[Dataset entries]

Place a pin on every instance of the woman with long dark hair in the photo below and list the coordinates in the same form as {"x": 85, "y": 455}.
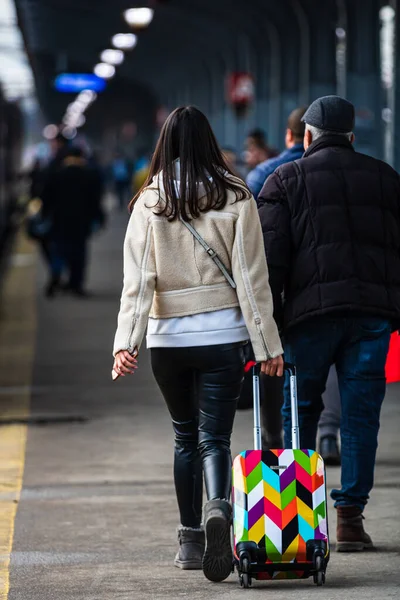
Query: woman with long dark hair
{"x": 195, "y": 275}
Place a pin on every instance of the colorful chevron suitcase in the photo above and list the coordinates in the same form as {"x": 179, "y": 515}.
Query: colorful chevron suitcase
{"x": 279, "y": 506}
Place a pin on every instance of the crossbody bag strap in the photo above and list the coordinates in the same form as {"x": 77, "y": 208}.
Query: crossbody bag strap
{"x": 211, "y": 253}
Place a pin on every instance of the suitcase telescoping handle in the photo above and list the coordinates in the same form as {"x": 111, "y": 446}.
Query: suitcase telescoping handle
{"x": 291, "y": 369}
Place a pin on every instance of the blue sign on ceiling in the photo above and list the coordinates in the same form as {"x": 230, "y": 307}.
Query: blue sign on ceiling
{"x": 76, "y": 82}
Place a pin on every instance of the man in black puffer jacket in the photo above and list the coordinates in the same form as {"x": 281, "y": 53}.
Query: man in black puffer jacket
{"x": 331, "y": 225}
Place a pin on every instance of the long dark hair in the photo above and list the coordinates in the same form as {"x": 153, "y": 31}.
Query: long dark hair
{"x": 187, "y": 136}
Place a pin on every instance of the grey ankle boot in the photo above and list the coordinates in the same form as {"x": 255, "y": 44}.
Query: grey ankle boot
{"x": 191, "y": 548}
{"x": 218, "y": 559}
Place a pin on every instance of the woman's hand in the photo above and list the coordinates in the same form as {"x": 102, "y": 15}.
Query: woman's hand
{"x": 273, "y": 366}
{"x": 125, "y": 363}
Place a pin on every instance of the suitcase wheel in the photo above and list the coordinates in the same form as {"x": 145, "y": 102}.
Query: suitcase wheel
{"x": 245, "y": 577}
{"x": 319, "y": 574}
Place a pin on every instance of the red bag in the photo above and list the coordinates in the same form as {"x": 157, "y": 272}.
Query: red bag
{"x": 393, "y": 359}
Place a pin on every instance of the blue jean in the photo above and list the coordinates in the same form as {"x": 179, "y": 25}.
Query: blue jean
{"x": 358, "y": 347}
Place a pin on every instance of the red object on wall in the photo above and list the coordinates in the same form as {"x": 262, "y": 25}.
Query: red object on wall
{"x": 393, "y": 359}
{"x": 240, "y": 89}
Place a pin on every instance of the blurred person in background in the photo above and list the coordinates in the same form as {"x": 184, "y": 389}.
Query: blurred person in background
{"x": 58, "y": 147}
{"x": 231, "y": 158}
{"x": 294, "y": 150}
{"x": 141, "y": 171}
{"x": 72, "y": 203}
{"x": 331, "y": 224}
{"x": 197, "y": 321}
{"x": 121, "y": 174}
{"x": 257, "y": 149}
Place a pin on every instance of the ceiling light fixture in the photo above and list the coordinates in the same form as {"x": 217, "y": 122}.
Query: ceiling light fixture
{"x": 124, "y": 41}
{"x": 50, "y": 132}
{"x": 104, "y": 70}
{"x": 112, "y": 56}
{"x": 139, "y": 17}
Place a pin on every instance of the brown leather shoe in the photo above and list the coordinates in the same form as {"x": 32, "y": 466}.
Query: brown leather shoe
{"x": 350, "y": 533}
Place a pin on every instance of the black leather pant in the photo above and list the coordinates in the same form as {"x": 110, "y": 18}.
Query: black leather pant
{"x": 201, "y": 386}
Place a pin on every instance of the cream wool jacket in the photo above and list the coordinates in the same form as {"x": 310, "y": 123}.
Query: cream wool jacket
{"x": 167, "y": 273}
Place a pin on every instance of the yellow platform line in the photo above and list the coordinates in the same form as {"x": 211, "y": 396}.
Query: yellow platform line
{"x": 17, "y": 342}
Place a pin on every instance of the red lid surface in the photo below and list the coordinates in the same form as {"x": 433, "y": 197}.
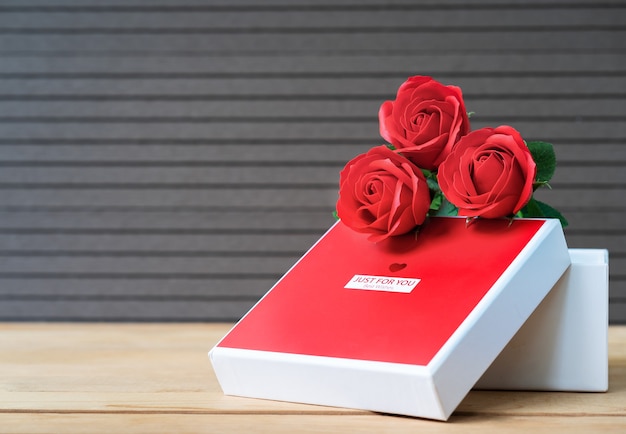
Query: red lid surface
{"x": 309, "y": 311}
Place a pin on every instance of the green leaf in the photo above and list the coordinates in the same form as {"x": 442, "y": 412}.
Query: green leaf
{"x": 545, "y": 159}
{"x": 435, "y": 204}
{"x": 535, "y": 208}
{"x": 550, "y": 212}
{"x": 446, "y": 209}
{"x": 531, "y": 209}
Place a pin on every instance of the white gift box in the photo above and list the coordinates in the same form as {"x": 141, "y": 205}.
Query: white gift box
{"x": 341, "y": 328}
{"x": 563, "y": 345}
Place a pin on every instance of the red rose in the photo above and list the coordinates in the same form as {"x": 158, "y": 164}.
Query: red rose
{"x": 383, "y": 194}
{"x": 426, "y": 119}
{"x": 490, "y": 173}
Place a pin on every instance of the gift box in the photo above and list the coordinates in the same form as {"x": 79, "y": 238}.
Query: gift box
{"x": 405, "y": 326}
{"x": 563, "y": 345}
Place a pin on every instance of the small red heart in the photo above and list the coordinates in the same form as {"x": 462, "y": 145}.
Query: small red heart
{"x": 396, "y": 267}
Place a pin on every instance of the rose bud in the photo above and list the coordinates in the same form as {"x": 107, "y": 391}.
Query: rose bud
{"x": 383, "y": 194}
{"x": 426, "y": 119}
{"x": 489, "y": 173}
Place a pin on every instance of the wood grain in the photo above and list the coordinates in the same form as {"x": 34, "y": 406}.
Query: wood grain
{"x": 157, "y": 378}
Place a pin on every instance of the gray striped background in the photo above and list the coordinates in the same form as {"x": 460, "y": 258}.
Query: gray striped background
{"x": 169, "y": 160}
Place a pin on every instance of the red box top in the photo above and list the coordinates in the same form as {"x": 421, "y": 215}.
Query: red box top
{"x": 309, "y": 311}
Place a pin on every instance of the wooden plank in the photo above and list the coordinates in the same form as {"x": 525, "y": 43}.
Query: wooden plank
{"x": 194, "y": 423}
{"x": 128, "y": 377}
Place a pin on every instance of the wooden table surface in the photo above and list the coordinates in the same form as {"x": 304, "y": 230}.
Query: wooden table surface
{"x": 136, "y": 378}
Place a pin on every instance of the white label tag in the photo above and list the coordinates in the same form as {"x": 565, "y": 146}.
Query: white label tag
{"x": 382, "y": 283}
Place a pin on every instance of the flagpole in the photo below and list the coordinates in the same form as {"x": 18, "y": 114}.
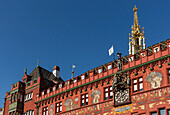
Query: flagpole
{"x": 113, "y": 56}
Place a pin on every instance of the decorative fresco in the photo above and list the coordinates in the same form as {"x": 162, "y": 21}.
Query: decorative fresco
{"x": 155, "y": 79}
{"x": 51, "y": 109}
{"x": 95, "y": 95}
{"x": 70, "y": 104}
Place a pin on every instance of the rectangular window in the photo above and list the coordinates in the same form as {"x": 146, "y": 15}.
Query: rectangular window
{"x": 108, "y": 93}
{"x": 84, "y": 99}
{"x": 169, "y": 112}
{"x": 58, "y": 107}
{"x": 162, "y": 111}
{"x": 137, "y": 84}
{"x": 45, "y": 111}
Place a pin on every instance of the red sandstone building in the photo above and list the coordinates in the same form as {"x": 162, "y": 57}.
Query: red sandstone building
{"x": 136, "y": 84}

§ AIM OF THE TASK: Only the lines above that hold "below" are wanted. Show every one of them.

§ TASK ANSWER:
Place a pin on every instance of the woman with long dark hair in the photo below and list the coordinates in the same form as {"x": 85, "y": 455}.
Place a pin on every instance of the red lid surface in the photo below and list the coordinates in the same form as {"x": 433, "y": 197}.
Place a pin on every instance of the flagpole in the photo below and list the coordinates in the same form as {"x": 18, "y": 114}.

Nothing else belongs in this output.